Document excerpt ->
<<<<

The posterior parietal cortex has been understood to have separate representations for different motor effectors (e.g. arm vs. eye).

In addition to separation based on effector type, some regions are activated during both decision and execution, while other regions are only active during execution. In one study, single cell recordings showed activity in parietal reach region while non-human primates decided whether to reach or make a saccade to a target, and activity persisted during the chosen movement if and only if the monkey chose to make a reaching movement. However, cells in area 5d were only active after the decision was made to reach with the arm. Another study found that neurons in area 5d only encoded the next movement in a sequence of reach movements, and not reach movements later in the sequence.

In another single-cell recording experiment, neurons in parietal reach region exhibited responses consistent with either of two target locations in a sequence of planned reaching movements, suggesting that different parts of a planned sequence of locations can be represented in parallel in parietal reach region.

Posterior parietal cortex appears to be involved in learning motor skills. In a PET study, researchers had subjects learn to trace a maze with their hand. Activation in right posterior parietal cortex was observed during the task, and decreased activation was associated with the number of errors made. Learning a brain-computer interface produces a similar pattern: posterior parietal cortex activation decreased as subjects became more proficient. One study found that novice artists have increased blood flow in the right posterior parietal compared to expert artists when challenged with art-related tasks.

In a study conducted by neuroscientists at New York University, coherent patterns of firing of neurons in the brain's PPC were associated with coordination of different effectors. The researchers examined neurological activity of macaque monkeys while having them perform a variety of tasks that required them to either reach and to simultaneously employ rapid eye movements (saccades) or to only use saccades. The coherent pattern of the firing of neurons in the PPC were only seen when both the eyes and arms were required to move for the same task, but not for tasks that involved only saccades.

>>>>

Referring expression pointing data ->
<<<<

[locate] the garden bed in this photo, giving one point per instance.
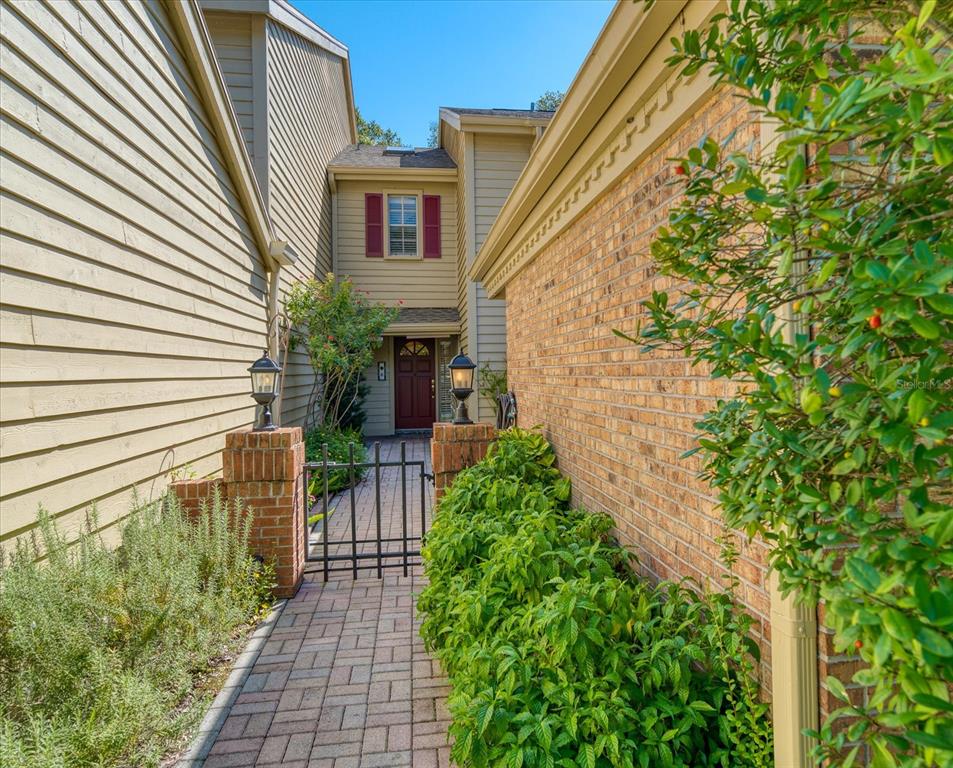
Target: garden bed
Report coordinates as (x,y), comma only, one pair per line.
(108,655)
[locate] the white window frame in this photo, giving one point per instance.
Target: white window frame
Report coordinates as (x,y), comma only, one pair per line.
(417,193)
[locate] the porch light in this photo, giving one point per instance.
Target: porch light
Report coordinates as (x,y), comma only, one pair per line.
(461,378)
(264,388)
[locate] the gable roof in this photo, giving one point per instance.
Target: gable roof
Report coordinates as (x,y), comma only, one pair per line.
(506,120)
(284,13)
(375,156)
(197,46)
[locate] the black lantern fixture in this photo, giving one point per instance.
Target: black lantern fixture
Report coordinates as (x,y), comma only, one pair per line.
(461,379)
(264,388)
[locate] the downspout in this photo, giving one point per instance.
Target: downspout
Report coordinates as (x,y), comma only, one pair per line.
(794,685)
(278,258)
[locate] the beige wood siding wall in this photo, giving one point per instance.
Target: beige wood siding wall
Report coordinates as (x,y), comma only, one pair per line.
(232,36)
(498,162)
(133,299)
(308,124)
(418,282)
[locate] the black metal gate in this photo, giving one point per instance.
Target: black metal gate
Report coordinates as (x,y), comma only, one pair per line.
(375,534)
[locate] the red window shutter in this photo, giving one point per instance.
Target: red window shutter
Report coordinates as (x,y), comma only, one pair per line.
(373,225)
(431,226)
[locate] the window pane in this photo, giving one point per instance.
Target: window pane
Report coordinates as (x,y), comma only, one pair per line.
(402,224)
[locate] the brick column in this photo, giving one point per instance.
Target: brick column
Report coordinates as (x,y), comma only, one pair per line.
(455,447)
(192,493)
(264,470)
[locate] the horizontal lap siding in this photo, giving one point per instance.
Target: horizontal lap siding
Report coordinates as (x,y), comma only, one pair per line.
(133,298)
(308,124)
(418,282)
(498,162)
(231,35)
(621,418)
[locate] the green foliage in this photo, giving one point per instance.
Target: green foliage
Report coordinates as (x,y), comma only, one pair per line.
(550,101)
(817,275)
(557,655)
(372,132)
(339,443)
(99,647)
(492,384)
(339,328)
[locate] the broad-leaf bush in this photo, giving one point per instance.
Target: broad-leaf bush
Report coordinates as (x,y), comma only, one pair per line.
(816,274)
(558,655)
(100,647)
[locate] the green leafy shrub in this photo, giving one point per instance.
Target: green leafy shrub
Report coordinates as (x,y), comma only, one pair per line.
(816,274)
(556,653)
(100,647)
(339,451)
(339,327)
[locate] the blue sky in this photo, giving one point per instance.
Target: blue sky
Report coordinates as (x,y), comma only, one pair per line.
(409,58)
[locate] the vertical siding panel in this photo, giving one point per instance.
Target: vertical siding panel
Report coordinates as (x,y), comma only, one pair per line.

>>>>
<<<<

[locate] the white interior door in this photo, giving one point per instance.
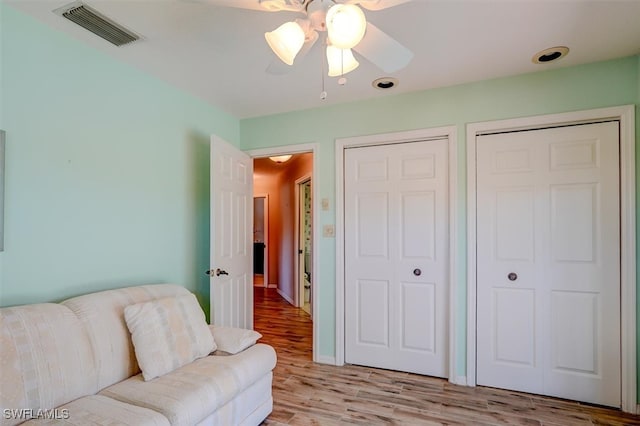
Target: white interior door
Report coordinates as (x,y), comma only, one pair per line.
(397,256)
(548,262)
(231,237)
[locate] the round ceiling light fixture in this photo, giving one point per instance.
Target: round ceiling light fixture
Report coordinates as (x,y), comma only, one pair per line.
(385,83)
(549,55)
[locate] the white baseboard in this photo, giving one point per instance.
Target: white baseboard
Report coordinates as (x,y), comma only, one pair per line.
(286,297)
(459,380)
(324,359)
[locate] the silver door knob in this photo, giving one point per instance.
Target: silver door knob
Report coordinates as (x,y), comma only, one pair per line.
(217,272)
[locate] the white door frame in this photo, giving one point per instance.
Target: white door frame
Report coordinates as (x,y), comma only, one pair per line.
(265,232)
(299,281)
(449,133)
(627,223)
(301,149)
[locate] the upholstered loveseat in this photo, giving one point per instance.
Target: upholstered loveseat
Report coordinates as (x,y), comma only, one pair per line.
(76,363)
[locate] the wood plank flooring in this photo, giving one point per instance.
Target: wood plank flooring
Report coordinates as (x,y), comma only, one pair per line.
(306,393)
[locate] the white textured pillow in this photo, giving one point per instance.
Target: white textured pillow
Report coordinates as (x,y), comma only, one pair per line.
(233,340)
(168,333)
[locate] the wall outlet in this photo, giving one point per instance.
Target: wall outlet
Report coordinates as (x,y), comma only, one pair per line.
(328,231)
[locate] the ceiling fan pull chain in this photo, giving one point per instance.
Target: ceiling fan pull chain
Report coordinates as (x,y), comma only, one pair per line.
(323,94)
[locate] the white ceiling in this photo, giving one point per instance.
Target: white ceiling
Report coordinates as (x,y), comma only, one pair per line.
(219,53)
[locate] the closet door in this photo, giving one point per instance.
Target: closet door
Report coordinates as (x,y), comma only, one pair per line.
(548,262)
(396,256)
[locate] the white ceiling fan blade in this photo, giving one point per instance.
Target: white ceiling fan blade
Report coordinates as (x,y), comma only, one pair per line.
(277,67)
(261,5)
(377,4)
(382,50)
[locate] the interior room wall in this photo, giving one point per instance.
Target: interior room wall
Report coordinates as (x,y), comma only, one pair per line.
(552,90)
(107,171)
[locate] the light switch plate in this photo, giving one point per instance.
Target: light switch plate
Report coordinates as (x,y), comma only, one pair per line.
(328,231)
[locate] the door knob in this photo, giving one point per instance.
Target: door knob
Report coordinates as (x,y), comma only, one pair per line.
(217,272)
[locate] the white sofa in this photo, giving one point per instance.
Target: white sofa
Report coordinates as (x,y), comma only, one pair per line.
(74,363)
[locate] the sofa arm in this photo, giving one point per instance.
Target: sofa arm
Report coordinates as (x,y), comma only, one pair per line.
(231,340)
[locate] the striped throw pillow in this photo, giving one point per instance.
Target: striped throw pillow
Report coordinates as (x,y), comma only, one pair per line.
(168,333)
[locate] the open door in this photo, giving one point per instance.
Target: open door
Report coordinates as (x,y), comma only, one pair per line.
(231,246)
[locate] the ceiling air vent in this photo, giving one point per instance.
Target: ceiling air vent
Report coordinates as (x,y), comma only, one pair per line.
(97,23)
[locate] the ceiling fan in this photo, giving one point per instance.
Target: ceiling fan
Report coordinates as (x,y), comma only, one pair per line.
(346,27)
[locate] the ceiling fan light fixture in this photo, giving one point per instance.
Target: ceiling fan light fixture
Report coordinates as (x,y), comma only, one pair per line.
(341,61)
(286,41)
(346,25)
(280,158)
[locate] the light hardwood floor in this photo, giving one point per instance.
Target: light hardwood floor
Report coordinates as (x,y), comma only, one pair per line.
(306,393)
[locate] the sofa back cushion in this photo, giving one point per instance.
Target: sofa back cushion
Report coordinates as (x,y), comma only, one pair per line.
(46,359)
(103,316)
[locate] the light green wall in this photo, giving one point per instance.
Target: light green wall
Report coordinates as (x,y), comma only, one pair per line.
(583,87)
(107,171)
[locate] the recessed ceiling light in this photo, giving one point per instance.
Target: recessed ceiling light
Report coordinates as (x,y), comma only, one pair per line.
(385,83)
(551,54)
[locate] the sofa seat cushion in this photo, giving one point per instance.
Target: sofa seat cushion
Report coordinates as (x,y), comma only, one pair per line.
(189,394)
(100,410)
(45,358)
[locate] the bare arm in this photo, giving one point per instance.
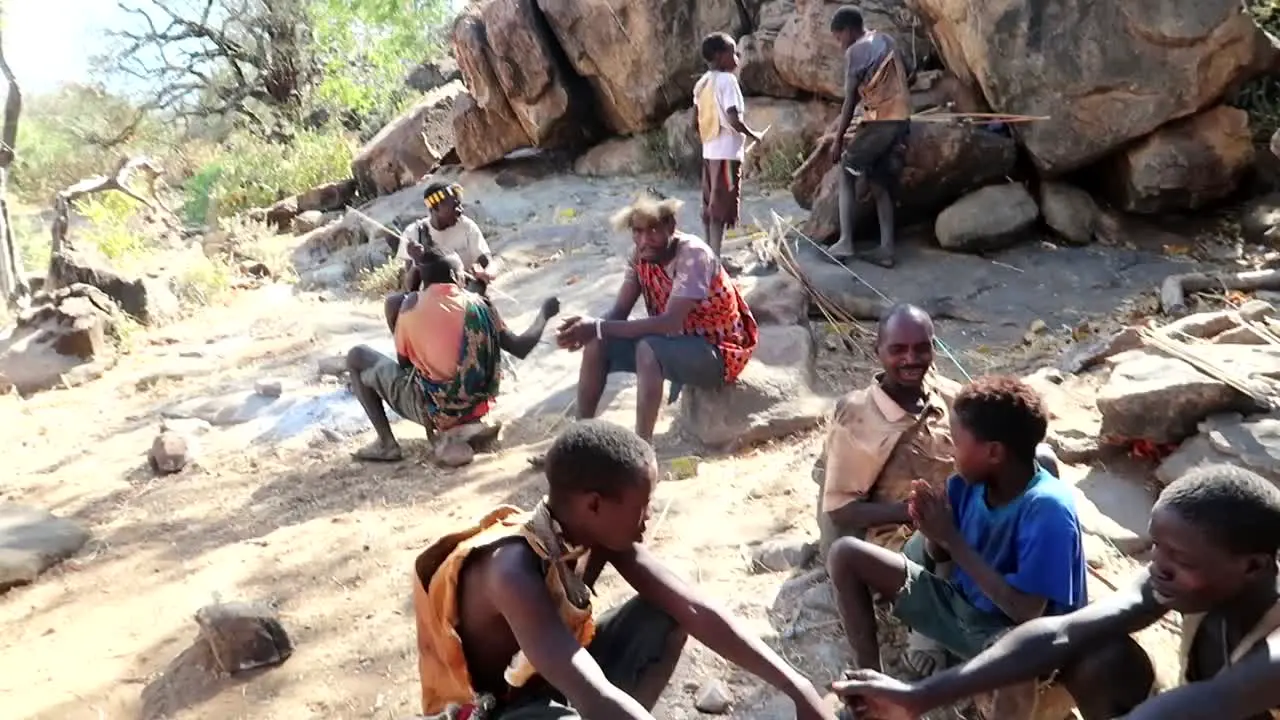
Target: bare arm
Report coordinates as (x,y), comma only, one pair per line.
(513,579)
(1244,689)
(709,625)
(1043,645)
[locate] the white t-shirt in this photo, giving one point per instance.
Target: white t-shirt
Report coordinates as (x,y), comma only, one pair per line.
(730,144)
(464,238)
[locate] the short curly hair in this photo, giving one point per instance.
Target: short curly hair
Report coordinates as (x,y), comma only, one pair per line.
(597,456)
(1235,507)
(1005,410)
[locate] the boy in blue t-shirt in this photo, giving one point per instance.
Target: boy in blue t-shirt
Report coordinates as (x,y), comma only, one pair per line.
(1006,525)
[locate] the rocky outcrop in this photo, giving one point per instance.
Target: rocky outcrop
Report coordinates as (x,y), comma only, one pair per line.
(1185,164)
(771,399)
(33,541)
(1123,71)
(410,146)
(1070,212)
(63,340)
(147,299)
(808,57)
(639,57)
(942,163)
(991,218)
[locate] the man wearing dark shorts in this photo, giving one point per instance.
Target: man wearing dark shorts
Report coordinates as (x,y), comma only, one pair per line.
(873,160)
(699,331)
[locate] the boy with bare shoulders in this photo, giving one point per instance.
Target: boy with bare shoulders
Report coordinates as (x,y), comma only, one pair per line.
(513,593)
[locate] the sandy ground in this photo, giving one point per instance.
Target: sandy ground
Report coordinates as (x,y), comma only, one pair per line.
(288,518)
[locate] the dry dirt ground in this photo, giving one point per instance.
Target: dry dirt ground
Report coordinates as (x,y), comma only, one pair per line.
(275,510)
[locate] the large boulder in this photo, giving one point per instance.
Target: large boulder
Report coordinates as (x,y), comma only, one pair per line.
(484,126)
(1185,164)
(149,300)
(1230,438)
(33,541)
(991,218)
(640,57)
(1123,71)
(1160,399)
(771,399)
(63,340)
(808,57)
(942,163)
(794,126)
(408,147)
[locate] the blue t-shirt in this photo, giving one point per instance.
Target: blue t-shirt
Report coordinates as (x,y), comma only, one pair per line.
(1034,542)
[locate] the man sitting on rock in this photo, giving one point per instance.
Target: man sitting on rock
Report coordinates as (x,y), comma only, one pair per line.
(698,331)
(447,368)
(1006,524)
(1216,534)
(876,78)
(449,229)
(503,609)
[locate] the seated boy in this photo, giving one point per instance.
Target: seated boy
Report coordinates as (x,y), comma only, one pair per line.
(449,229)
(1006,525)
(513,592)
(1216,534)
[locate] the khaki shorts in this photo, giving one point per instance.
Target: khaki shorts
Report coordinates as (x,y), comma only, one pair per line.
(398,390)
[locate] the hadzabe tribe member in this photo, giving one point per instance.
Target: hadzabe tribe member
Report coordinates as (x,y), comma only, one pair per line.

>>>>
<<<<

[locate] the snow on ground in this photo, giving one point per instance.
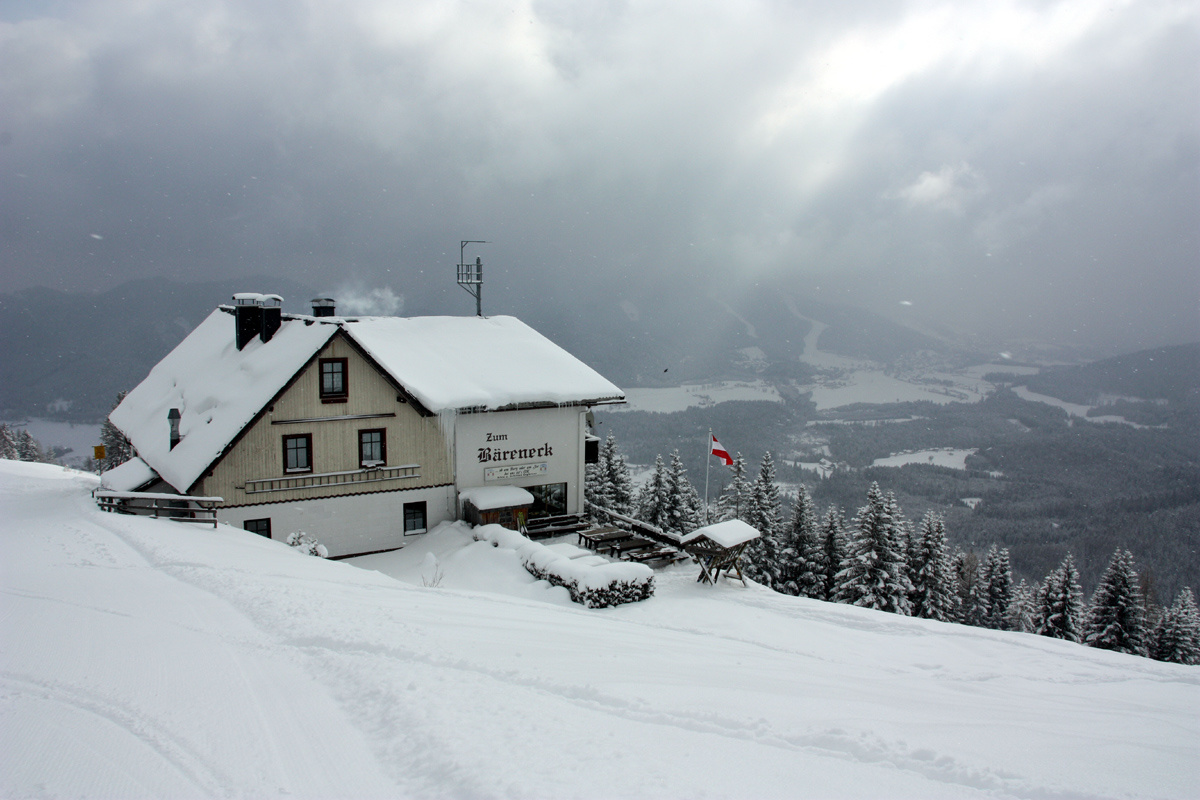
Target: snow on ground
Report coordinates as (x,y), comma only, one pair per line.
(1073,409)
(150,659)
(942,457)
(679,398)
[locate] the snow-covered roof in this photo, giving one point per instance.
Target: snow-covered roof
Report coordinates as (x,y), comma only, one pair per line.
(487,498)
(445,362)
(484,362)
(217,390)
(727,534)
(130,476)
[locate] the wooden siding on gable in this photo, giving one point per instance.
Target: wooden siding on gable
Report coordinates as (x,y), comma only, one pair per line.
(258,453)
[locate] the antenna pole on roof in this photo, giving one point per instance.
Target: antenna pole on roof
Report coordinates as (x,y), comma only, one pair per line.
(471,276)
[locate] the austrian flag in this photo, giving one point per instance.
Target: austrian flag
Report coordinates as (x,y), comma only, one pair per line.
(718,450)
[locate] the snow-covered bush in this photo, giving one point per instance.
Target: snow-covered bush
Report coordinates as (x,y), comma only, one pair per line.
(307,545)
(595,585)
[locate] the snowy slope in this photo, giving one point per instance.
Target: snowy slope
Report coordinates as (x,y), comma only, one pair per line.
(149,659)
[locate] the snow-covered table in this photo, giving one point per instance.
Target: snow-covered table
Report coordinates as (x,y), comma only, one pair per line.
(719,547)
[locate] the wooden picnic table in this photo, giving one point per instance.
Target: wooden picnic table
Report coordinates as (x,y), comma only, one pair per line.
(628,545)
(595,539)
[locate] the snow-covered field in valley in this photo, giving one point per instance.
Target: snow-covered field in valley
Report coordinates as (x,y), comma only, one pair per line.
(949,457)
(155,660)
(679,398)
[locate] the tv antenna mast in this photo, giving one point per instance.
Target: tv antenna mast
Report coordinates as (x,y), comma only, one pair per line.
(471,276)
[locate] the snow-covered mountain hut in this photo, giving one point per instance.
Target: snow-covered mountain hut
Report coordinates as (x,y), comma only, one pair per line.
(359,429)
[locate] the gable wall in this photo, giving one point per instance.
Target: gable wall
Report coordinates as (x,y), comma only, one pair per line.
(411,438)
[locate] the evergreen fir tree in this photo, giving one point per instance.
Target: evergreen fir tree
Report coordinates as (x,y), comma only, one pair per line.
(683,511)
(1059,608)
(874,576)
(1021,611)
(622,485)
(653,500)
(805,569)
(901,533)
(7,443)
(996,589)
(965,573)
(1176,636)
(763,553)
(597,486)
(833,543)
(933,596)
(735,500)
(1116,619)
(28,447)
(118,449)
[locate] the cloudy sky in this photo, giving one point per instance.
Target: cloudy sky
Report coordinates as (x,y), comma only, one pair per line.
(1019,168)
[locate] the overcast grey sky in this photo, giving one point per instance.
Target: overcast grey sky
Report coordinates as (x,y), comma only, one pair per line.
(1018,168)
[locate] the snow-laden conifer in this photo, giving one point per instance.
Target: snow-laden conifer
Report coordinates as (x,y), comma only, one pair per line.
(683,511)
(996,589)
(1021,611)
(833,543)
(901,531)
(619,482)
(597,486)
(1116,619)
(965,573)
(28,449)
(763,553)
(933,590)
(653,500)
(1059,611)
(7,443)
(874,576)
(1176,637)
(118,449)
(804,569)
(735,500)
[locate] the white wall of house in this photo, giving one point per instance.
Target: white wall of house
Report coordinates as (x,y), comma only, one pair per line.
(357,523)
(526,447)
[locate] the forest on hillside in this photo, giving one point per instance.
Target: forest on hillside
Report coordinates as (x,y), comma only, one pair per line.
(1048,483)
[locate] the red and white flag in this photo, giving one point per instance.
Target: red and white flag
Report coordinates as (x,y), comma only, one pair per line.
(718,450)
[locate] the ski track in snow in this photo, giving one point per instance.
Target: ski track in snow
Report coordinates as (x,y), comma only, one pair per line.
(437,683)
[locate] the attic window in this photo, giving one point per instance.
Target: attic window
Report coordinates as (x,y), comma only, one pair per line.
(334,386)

>>>>

Task goal -> Update the posterior parietal cortex text from "In a study conducted" to "involved only saccades." by replacing "macaque monkeys" with "rhesus macaques", and give that updated passage in full.

Final answer ->
In a study conducted by neuroscientists at New York University, coherent patterns of firing of neurons in the brain's PPC were associated with coordination of different effectors. The researchers examined neurological activity of rhesus macaques while having them perform a variety of tasks that required them to either reach and to simultaneously employ rapid eye movements (saccades) or to only use saccades. The coherent pattern of the firing of neurons in the PPC were only seen when both the eyes and arms were required to move for the same task, but not for tasks that involved only saccades.